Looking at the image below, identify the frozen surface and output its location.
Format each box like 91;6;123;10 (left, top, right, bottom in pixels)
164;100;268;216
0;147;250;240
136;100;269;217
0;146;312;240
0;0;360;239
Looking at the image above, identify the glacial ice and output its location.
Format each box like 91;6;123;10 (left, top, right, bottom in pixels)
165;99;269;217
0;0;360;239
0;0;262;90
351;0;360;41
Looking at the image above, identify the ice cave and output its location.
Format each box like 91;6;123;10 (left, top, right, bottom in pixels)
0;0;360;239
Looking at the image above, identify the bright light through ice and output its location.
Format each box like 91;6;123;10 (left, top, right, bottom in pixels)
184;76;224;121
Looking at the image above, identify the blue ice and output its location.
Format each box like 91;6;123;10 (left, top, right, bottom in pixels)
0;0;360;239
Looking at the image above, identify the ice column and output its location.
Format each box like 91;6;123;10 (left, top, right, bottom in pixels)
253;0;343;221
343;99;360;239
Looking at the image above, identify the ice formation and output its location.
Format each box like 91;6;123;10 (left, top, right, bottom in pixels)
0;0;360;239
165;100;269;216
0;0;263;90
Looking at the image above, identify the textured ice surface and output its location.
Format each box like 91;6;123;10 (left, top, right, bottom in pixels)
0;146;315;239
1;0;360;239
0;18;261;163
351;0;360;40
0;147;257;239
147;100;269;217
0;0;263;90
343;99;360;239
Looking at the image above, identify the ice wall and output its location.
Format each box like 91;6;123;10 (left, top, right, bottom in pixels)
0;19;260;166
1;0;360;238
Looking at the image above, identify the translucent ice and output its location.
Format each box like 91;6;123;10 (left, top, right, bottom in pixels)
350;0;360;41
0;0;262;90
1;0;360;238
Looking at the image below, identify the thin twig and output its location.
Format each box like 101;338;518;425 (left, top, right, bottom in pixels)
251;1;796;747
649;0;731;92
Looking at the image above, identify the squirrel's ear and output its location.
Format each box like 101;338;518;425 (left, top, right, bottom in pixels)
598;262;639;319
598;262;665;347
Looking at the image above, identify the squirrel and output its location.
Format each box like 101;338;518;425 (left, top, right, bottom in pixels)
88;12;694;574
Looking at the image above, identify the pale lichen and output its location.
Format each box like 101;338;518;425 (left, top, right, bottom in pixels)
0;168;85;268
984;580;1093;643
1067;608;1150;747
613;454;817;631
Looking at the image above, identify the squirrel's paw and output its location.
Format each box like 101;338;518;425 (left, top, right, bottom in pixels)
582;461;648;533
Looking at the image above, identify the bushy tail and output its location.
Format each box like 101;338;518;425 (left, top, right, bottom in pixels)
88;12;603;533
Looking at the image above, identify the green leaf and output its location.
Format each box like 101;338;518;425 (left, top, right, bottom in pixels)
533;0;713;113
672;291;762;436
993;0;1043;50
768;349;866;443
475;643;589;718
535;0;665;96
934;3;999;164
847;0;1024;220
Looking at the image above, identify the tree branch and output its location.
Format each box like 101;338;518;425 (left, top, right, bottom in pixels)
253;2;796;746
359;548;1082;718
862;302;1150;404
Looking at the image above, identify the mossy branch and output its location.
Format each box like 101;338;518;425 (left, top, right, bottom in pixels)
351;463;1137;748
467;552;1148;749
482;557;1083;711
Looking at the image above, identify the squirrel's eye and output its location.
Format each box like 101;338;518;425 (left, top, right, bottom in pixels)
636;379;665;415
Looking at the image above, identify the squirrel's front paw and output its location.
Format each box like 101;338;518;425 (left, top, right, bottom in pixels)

#### [Work order]
Taking the listing above line by line, say how many lines include the string "surface", and give only that number.

#### [The completed task]
2